#### Source passage
There has been some discussion of changing the behavior of mxPath() when arrows='2', all=TRUE, and paths from (a,b) and (b,a) are specified. See here for that discussion. I have become convinced that our current implementation of mxPath()
needs some improvement. These improvements are orthogonal to the discussion of 'all=TRUE' for symmetric paths. I will describe the current state of the implementation, and then suggest several improvements.
Current System
A path specification is stored by OpenMx as an S4 objects. It contains the slots '@from', '@to', '@arrows', '@values', '@excludeself', etc. When the all=TRUE argument is used in the mxPath()
function, then each element of the 'from' argument is replicated N times, where N is the length of the 'to' argument. The vector of replicated arguments is stored in the '@from' slot of the S4 object. See here for an example. I don't remember if this implementation was selected as a matter or convenience or performance (see below for performance considerations).

#### Extracted information

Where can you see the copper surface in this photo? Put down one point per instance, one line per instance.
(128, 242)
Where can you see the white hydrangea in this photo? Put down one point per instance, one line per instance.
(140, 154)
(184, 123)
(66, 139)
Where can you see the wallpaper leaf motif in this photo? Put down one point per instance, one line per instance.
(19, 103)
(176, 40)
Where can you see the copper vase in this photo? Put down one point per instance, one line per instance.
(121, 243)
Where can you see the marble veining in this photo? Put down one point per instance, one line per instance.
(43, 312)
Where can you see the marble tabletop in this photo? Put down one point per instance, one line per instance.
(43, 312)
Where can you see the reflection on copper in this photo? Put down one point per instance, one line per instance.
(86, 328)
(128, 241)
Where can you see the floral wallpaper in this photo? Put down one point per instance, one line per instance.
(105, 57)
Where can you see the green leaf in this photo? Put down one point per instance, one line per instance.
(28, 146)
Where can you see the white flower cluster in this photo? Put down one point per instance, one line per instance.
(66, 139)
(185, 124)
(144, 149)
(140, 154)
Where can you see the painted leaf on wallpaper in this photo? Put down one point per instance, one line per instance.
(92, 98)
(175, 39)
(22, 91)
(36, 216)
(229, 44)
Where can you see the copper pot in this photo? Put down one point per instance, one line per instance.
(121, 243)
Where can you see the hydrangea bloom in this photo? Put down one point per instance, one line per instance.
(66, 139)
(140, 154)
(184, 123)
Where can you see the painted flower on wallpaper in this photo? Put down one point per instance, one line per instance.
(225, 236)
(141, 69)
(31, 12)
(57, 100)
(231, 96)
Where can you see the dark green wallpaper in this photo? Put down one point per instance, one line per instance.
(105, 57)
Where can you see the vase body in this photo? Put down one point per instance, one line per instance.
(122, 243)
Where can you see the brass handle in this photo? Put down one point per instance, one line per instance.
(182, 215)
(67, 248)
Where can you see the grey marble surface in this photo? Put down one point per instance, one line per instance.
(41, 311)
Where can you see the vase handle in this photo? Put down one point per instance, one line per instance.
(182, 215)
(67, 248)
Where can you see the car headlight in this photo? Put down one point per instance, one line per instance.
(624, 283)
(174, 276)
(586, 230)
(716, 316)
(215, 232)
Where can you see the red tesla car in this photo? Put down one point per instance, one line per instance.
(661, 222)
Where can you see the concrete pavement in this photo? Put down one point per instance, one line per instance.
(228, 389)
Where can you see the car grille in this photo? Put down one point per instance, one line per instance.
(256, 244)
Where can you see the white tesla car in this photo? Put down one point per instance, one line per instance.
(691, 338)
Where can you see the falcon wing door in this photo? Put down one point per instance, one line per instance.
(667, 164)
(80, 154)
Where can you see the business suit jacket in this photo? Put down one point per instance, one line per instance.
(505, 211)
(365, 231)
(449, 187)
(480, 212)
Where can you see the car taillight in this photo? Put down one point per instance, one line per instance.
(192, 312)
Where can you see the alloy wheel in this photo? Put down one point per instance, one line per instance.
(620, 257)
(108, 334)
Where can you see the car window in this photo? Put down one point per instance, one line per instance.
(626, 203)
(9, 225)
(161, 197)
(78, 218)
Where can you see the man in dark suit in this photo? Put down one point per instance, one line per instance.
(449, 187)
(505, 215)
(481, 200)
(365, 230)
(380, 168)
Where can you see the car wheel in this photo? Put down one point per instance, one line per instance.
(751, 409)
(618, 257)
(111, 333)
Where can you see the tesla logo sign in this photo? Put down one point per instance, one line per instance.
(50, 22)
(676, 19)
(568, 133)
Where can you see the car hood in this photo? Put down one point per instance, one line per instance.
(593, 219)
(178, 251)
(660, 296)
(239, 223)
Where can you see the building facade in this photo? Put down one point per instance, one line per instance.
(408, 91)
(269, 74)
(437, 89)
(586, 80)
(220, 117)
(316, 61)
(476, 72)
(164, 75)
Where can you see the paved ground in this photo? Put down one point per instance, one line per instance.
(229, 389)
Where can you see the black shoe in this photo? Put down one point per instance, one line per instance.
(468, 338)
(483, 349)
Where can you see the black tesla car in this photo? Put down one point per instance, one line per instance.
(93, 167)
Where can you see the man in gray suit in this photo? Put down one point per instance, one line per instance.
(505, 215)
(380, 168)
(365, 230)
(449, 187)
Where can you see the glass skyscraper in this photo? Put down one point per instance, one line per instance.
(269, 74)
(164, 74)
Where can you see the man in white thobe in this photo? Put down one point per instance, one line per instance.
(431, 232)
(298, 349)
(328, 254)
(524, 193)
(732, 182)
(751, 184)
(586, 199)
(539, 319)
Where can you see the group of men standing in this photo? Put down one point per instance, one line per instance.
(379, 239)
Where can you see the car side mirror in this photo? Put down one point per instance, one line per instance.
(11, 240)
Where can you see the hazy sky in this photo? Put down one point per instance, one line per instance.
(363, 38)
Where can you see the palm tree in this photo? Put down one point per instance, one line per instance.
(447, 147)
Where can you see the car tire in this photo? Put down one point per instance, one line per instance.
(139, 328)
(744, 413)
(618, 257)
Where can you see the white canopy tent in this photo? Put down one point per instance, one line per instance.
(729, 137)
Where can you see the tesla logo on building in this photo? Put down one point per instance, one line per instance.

#### Directions
- a) Translate this sentence from the mxPath discussion into Spanish: "These improvements are orthogonal to the discussion of 'all=TRUE' for symmetric paths."
- b) Collect every line of the records that contains the string "handle", matching case exactly.

#### Solutions in order
- a) Estas mejoras son ortogonales a la discusión sobre 'all=TRUE' para las trayectorias simétricas.

- b)
Where can you see the brass handle in this photo? Put down one point per instance, one line per instance.
Where can you see the vase handle in this photo? Put down one point per instance, one line per instance.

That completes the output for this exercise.